WHAT TO WORK ON:
Count the lines in the records below that contain the string "Query", matching case exactly. Reply with only the number.

--- TASK MATERIAL ---

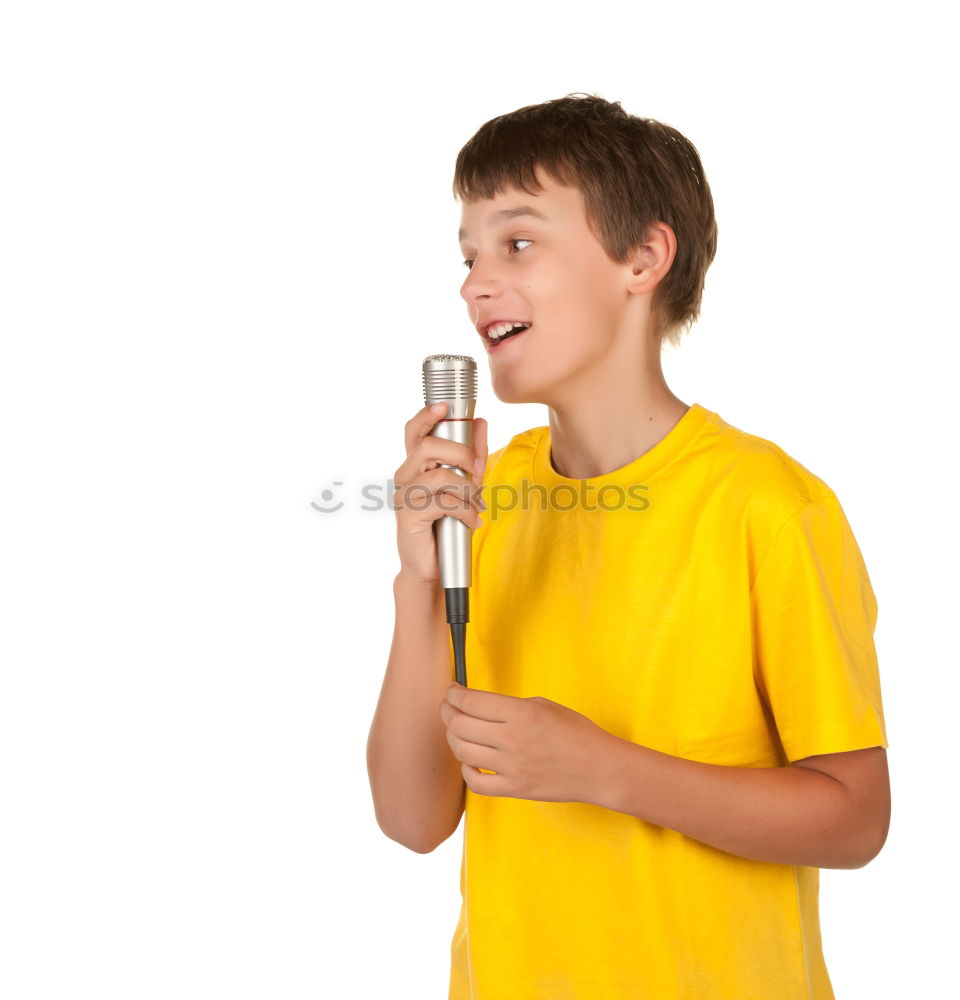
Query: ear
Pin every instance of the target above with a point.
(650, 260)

---
--- TASK MATERIAL ---

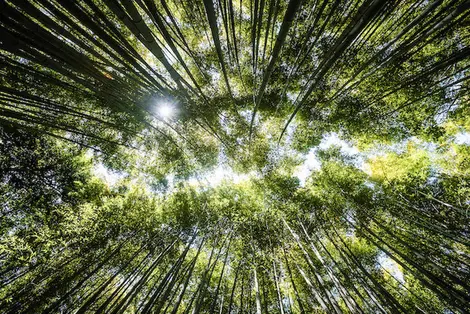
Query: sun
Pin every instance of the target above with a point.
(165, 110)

---
--- TASK MATERIAL ---

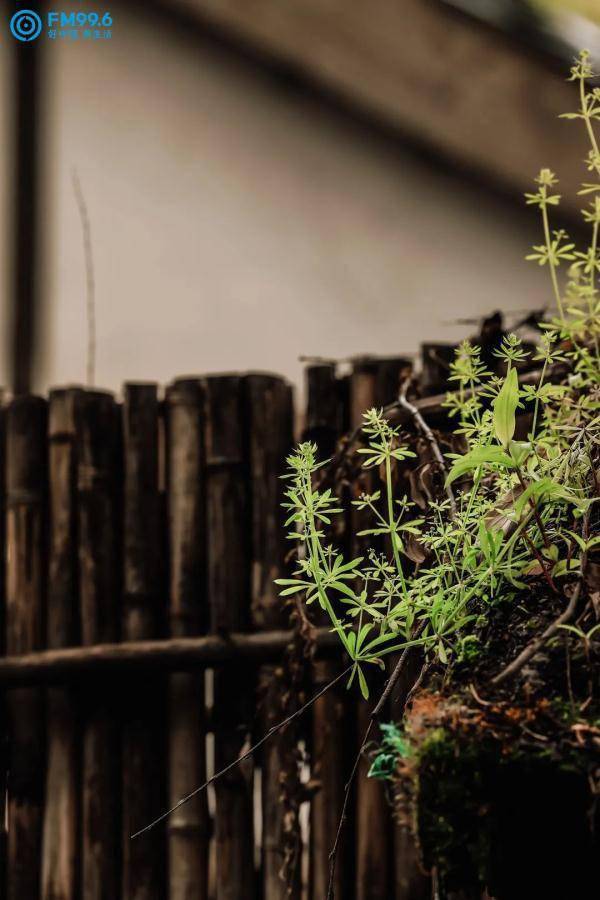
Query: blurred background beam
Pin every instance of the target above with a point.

---

THE SOLUTION:
3